#### [WHAT IS EXPECTED]
Edit the listing below so that "Outline every" becomes "Mark every" wherever it occurs, leaving every other line untouched.

#### [Saved data entries]
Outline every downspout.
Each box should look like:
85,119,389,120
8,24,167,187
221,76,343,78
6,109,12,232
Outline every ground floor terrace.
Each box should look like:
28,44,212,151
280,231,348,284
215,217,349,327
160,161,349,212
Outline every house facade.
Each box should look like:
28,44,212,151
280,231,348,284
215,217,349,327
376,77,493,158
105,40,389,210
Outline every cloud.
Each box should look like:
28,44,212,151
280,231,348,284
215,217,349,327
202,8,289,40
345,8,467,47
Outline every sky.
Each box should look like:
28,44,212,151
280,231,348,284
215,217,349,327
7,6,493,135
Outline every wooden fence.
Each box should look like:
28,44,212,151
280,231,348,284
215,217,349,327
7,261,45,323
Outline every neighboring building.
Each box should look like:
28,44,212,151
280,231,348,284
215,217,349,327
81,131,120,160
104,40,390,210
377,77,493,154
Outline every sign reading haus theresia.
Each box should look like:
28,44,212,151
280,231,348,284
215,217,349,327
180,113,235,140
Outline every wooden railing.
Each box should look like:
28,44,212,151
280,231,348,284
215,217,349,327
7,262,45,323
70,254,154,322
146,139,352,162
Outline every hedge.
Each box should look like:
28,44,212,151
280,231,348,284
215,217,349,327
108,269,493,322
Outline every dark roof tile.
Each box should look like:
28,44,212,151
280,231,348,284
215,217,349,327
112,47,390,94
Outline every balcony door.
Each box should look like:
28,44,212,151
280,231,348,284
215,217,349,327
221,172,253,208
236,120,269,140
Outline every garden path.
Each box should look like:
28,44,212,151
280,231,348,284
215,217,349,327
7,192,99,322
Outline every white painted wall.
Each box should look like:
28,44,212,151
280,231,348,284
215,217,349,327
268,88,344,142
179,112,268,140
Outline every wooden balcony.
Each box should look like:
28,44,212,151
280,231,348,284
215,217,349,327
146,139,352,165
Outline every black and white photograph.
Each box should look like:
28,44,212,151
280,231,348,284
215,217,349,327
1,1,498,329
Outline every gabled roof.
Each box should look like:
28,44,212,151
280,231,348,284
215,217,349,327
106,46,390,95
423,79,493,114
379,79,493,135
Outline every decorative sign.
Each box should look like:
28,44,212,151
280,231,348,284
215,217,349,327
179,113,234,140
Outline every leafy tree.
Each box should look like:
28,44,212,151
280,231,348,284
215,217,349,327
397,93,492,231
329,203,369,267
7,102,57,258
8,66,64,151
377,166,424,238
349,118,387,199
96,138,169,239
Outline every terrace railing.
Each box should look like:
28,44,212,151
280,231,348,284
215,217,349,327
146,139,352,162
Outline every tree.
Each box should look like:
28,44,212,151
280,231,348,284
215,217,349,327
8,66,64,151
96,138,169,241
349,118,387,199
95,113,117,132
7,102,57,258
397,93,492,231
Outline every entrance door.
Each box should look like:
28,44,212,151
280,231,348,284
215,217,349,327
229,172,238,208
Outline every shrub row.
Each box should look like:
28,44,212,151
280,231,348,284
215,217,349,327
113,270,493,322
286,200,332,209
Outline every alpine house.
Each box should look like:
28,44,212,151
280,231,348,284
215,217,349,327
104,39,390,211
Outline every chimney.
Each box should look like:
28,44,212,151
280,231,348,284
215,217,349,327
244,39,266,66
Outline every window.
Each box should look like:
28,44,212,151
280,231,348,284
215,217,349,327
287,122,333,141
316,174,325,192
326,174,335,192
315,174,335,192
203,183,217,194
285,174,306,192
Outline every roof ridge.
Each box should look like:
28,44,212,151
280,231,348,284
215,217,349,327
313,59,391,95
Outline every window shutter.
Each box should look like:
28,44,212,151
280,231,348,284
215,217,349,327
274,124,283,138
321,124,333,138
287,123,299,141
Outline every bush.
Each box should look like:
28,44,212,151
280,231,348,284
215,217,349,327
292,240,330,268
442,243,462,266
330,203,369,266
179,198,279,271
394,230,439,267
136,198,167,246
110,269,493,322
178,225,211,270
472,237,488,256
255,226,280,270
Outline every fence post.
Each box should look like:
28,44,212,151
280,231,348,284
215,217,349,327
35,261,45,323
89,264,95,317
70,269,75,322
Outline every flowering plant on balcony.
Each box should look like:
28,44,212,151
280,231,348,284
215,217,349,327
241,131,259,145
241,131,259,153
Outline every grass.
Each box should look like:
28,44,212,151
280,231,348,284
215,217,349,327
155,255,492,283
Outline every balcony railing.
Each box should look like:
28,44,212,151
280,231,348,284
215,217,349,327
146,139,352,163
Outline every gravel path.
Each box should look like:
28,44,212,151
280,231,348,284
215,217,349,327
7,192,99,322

#### [SOLUTION]
Mark every downspout.
Each box should look like:
85,119,389,120
8,24,167,187
221,76,343,78
6,109,12,232
Mark every ground floor terrace.
Each box should look like:
28,44,212,151
280,231,348,284
215,217,349,327
160,161,349,212
Mark every house facade.
Each box should look like:
28,44,212,151
280,231,348,284
215,217,349,327
376,77,493,158
105,40,389,210
Mark every cloud.
Each box should look like:
28,44,212,151
280,231,348,284
215,217,349,327
202,8,289,40
345,8,467,47
Mark every sky.
Each box should look like:
28,44,212,151
280,231,348,284
215,217,349,327
7,6,493,135
Mark every wooden fence.
Each box should look like:
28,44,212,151
280,231,348,284
215,217,349,327
7,261,45,323
Mark every neighboring building.
Each box should look like:
28,44,212,151
280,231,348,284
215,217,349,327
81,131,120,160
104,40,390,210
377,77,493,154
Mark every sign reading haus theresia.
Each box should look like:
28,44,212,151
280,231,348,284
215,217,349,327
180,113,235,140
Mark every wooden railing.
Each box should look like:
28,44,212,151
280,231,348,284
215,217,349,327
7,262,45,323
70,254,154,322
146,139,352,162
Mark every hedge.
Each box should look like:
28,44,212,151
280,231,348,284
215,217,349,327
108,269,493,322
Mark every dark roof tile.
Each box should look like:
28,44,212,151
280,231,348,284
215,217,349,327
112,47,390,94
Mark every balcony door.
Each box should look like:
28,44,212,151
280,231,348,284
215,217,349,327
221,172,253,208
236,120,269,140
Mark every garden path.
Each box should look like:
28,44,212,151
280,231,348,284
215,217,349,327
7,192,99,322
Mark every white painted wall.
Each box should look like:
28,44,212,151
280,231,348,284
215,217,349,327
268,88,344,142
179,112,268,140
Mark every wooden balcony.
Each box should look like:
28,44,212,151
280,231,348,284
215,217,349,327
146,139,352,165
Mark every black and white photograph.
Each box should look like:
28,44,212,151
280,231,348,284
215,217,349,327
1,1,498,329
Mark every gabled roof.
Each box should look like:
28,44,212,151
280,231,348,284
215,217,349,327
106,46,390,95
423,79,493,114
379,79,493,135
Mark every decorative sign.
Each box should look like:
28,44,212,151
280,231,348,284
215,217,349,327
179,113,234,140
Mark every leafy tree.
Each box should look like:
28,44,212,151
280,231,348,284
215,217,349,327
397,93,492,231
329,203,369,267
7,102,57,258
8,66,64,151
377,166,424,238
349,118,387,199
96,138,169,239
Mark every terrace railing.
Each box should look like:
28,44,212,151
280,231,348,284
215,217,349,327
146,139,352,162
Mark every tree.
Each box should look like:
28,44,212,151
280,231,348,284
215,217,349,327
8,66,64,151
96,138,169,241
349,118,387,199
95,113,117,132
7,102,57,258
397,93,492,231
Mark every entrance door.
Each box should look like:
28,44,212,151
280,231,348,284
215,217,349,327
229,172,238,208
Mark every shrub row.
Each box should look like:
28,44,212,151
280,231,348,284
215,217,349,327
113,270,493,322
286,200,332,209
Mark every alpine house.
Each box should look like:
28,44,212,151
280,231,348,284
215,217,349,327
104,39,390,211
Mark every chimney.
Each box should look like:
28,44,212,151
280,231,348,284
215,217,349,327
244,39,266,66
Mark every window.
Each box should look like:
28,44,212,151
280,231,348,284
215,217,349,327
287,122,333,141
316,174,325,192
326,174,335,192
315,174,335,192
203,183,217,194
285,174,306,192
Mark every roof ridge.
Each box should look like:
28,44,212,151
280,231,348,284
215,217,349,327
313,59,391,95
Mark every window shutter.
Each box should look like:
28,44,212,151
280,231,348,284
215,217,349,327
274,124,283,138
321,124,333,138
287,123,299,141
Mark every bush.
Each box should look like:
28,44,212,151
280,231,348,284
215,217,349,327
292,240,330,268
442,243,462,266
330,203,369,266
179,198,279,271
394,230,439,267
136,198,167,246
110,269,493,322
178,225,211,270
472,237,488,256
255,226,280,270
Mark every fence post.
Each box should look like:
28,44,212,151
280,231,348,284
215,217,349,327
35,261,45,323
89,264,95,317
70,269,75,322
Mark every flowering plant on balcony.
Each box should look like:
28,44,212,151
280,231,348,284
215,217,349,327
241,131,259,145
241,131,259,153
Mark every grass.
Each box should look like:
28,44,212,151
280,231,348,284
215,217,349,327
155,255,492,283
Mark every balcony railing.
Each box should look like:
28,44,212,151
280,231,348,284
215,217,349,327
146,139,352,163
Mark every gravel path.
Each box should look like:
28,44,212,151
280,231,348,284
215,217,349,327
7,192,99,322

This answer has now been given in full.